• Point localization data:
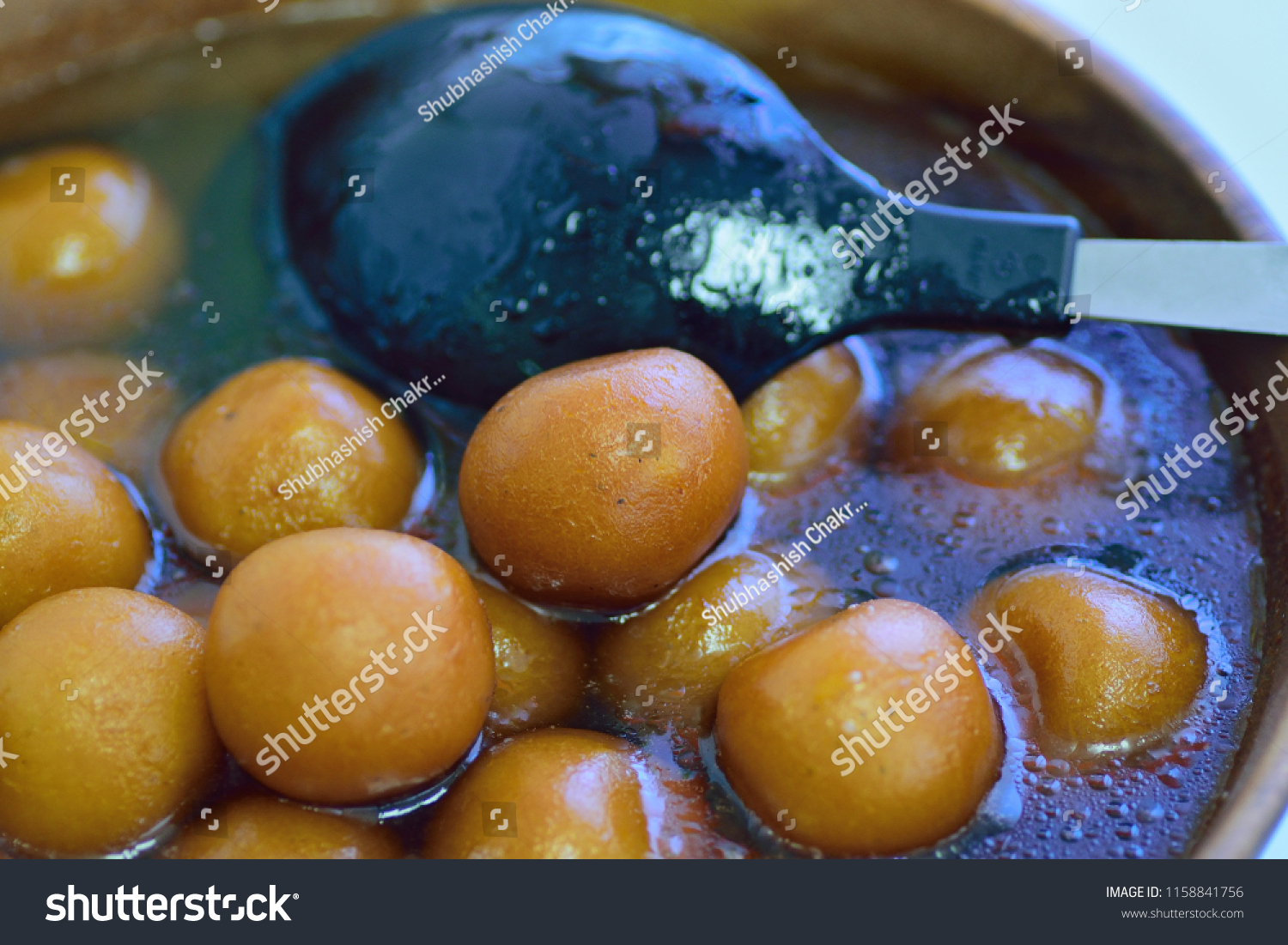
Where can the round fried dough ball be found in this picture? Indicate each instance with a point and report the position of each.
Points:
(88, 244)
(64, 523)
(289, 445)
(268, 828)
(1110, 661)
(803, 414)
(540, 664)
(103, 700)
(549, 795)
(872, 729)
(667, 663)
(599, 484)
(1004, 416)
(46, 391)
(348, 664)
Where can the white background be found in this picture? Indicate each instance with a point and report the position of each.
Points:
(1223, 64)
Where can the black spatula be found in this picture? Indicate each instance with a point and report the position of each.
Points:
(492, 192)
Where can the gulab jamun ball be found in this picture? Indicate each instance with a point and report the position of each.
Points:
(803, 414)
(599, 484)
(873, 729)
(85, 252)
(667, 662)
(66, 522)
(548, 795)
(1109, 661)
(49, 389)
(348, 666)
(103, 700)
(541, 664)
(283, 447)
(270, 828)
(1004, 416)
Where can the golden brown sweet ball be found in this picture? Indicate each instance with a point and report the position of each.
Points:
(270, 828)
(1110, 659)
(103, 702)
(541, 664)
(1002, 416)
(64, 520)
(348, 664)
(283, 447)
(599, 484)
(46, 391)
(803, 414)
(548, 795)
(88, 245)
(872, 729)
(667, 663)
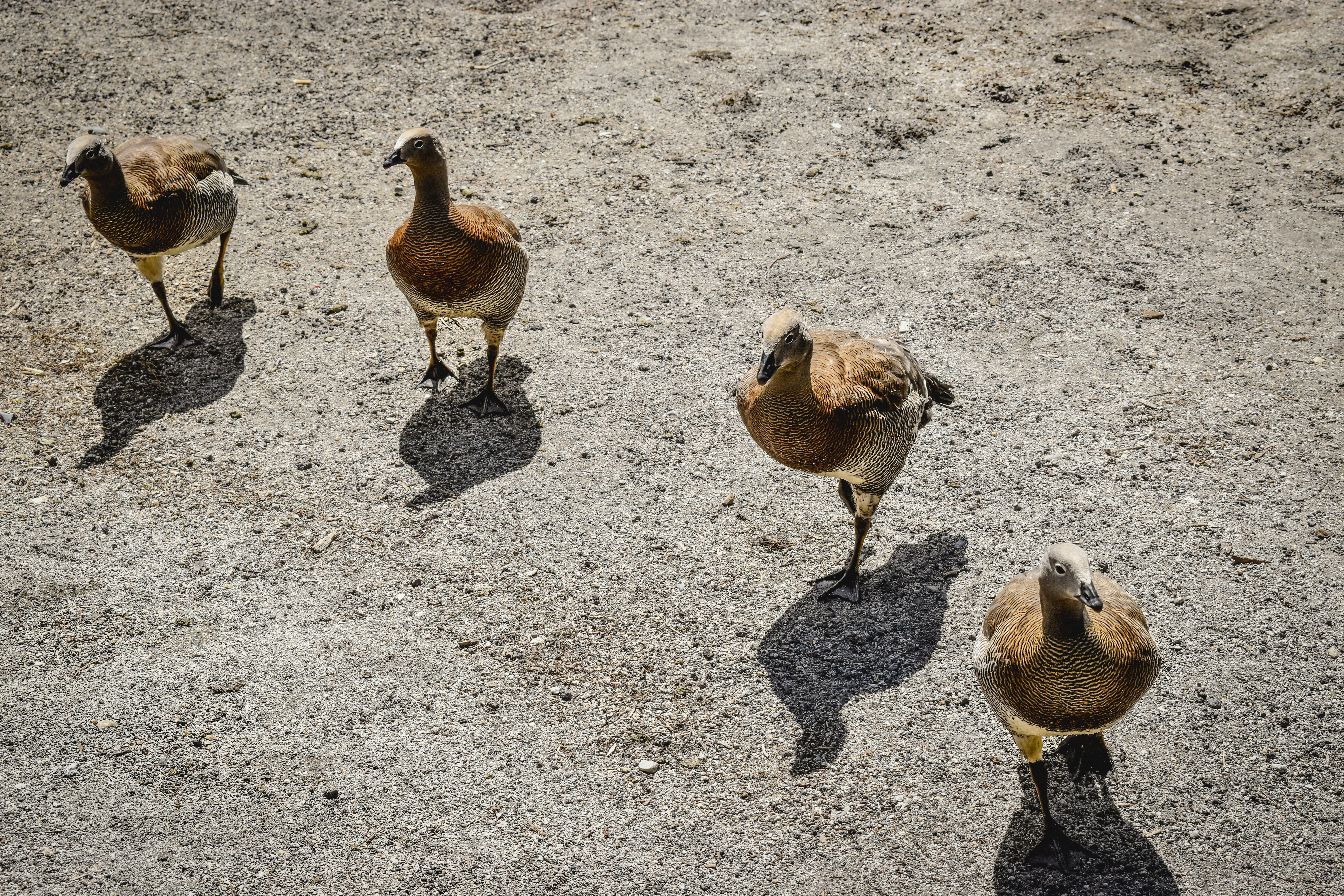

• What the task asks:
The lines to repeat start at the one holding "Where can the white" and run through the last line of the records above; write them out exactly, both ends included, but not the pictures.

• Exercise solution:
Where can the white background be found in this picture? Indicate each instance with a point and report the position of each.
Points:
(1223, 64)
Where can the black spatula be found in this picture? Indicate each instance with a point and report the position of each.
Points:
(492, 192)
Where can the gulab jamun ball be found in this picture? Indicate each instance with a point and report the position of each.
Points:
(803, 414)
(599, 484)
(873, 729)
(85, 252)
(667, 662)
(66, 522)
(548, 795)
(1109, 661)
(49, 389)
(348, 666)
(103, 700)
(541, 664)
(283, 447)
(270, 828)
(1004, 416)
Where can the golden brown sweet ball be found in this picture? Indicate each instance with a point and report the position of each.
Points:
(270, 828)
(1110, 659)
(103, 702)
(541, 664)
(1002, 416)
(64, 520)
(348, 664)
(283, 447)
(599, 484)
(46, 391)
(803, 414)
(548, 795)
(88, 245)
(872, 729)
(667, 663)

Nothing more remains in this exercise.